• _What the task requires_
Rewrite all of the items below as a single numbered list, and leave out any blank lines.

• _Supplied information_
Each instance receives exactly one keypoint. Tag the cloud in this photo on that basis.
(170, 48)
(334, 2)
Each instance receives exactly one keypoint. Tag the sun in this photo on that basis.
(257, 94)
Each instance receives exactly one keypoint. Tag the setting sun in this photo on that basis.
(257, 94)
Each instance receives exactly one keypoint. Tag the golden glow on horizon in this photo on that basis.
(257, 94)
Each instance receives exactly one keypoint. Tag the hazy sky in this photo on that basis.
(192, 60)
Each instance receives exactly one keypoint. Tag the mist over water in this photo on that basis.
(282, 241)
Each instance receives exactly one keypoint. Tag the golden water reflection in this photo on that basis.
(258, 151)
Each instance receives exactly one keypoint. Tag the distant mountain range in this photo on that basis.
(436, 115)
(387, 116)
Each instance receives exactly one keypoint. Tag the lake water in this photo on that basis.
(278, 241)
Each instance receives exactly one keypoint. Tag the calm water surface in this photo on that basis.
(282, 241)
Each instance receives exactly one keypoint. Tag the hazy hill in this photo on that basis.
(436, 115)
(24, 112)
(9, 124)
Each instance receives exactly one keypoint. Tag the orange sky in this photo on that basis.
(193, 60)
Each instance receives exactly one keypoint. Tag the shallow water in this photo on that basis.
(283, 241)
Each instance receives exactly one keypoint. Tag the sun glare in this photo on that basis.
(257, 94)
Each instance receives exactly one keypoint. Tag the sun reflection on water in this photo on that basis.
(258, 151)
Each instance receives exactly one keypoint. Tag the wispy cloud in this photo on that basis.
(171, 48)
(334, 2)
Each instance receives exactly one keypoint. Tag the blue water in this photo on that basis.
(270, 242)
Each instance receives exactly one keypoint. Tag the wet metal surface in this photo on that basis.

• _In response_
1. Each instance receives exactly one keypoint. Tag the cloud in this photo on that basis.
2. (170, 48)
3. (334, 2)
4. Each instance receives exactly one keypoint. Tag the sun in this photo on that basis.
5. (257, 94)
6. Each instance receives exactly one keypoint. Tag the setting sun in this photo on that basis.
7. (257, 94)
8. Each instance receives exactly one keypoint. Tag the golden glow on horizon in this photo on that basis.
9. (257, 94)
10. Each instance receives exactly one keypoint. Tag the hazy sky in this photo on that basis.
11. (192, 60)
12. Each instance receives exactly one keypoint. Tag the mist over water in this photo on that basis.
13. (282, 241)
14. Each instance receives exactly one keypoint. Tag the golden water reflection in this photo on that basis.
15. (258, 151)
16. Each instance receives exactly one keypoint. Tag the distant mountain range in this photo on that basis.
17. (436, 115)
18. (387, 116)
19. Each instance receives exactly one keypoint. Tag the lake water in this photo on that basis.
20. (278, 241)
21. Each instance receives exactly one keypoint. Tag the calm water surface in this photo on that basis.
22. (282, 241)
23. Each instance receives exactly one keypoint. Tag the hazy hill in this photo on that basis.
24. (436, 115)
25. (24, 112)
26. (9, 124)
27. Each instance receives exactly one keypoint. Tag the orange sky in this photo on that basis.
28. (193, 60)
29. Each instance receives exactly one keypoint. Tag the shallow water in this photo on that basis.
30. (283, 241)
31. Each instance receives exactly one keypoint. Tag the sun glare in this photo on that basis.
32. (257, 94)
33. Each instance receives exactly one keypoint. Tag the sun reflection on water in this photo on that basis.
34. (258, 151)
35. Each instance receives exactly one keypoint. Tag the wispy cloud in this photo on that basis.
36. (171, 48)
37. (334, 2)
38. Each instance receives exactly one keypoint. Tag the blue water in this photo on that basis.
39. (270, 242)
40. Each instance receives exactly one keypoint. Tag the wet metal surface in this photo on that basis.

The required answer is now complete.